> _Set problem_
Write out the lines of every entry below exactly as they appear, without the pictures.

=== Record set ===

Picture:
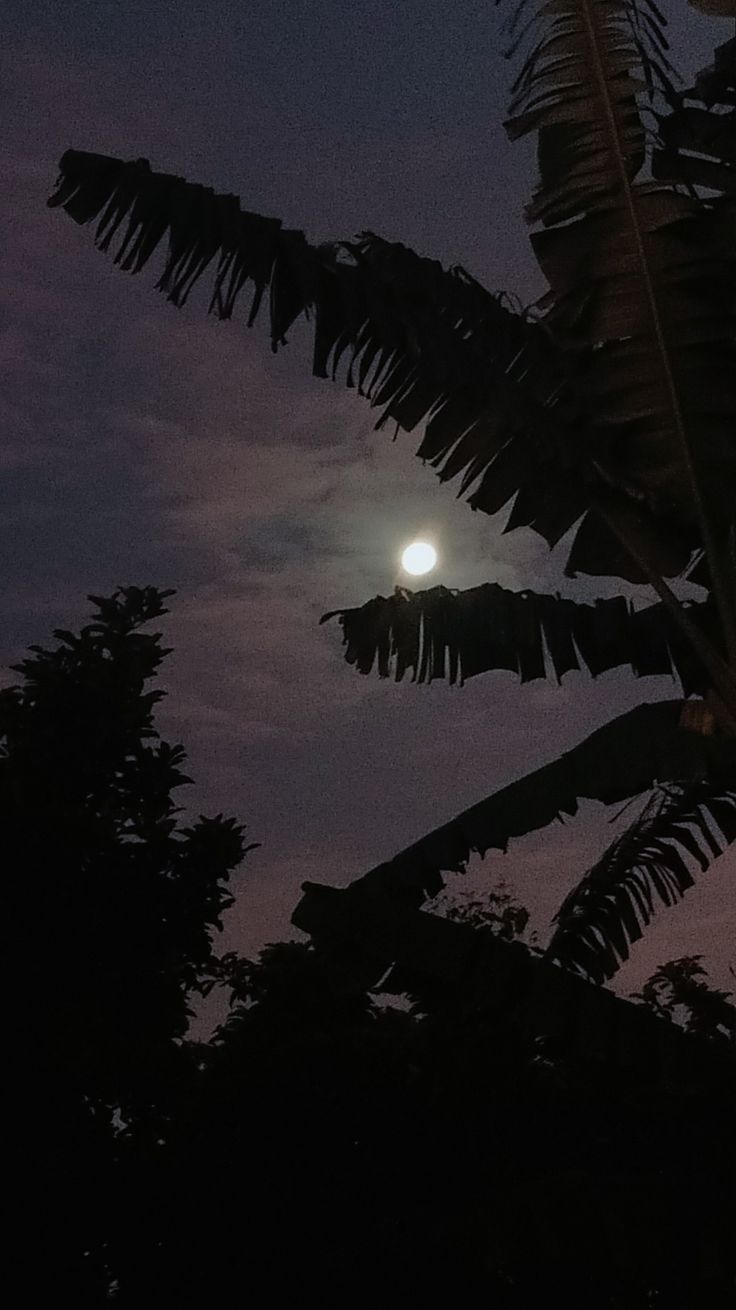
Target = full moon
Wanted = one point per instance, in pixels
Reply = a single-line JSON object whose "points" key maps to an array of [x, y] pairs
{"points": [[418, 558]]}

===

> _Response below_
Picture:
Target = full moon
Wanted = one point per instance, in pixels
Reply = a single-line JSON object whose "points" key maps to an array of [x, y] pairs
{"points": [[418, 558]]}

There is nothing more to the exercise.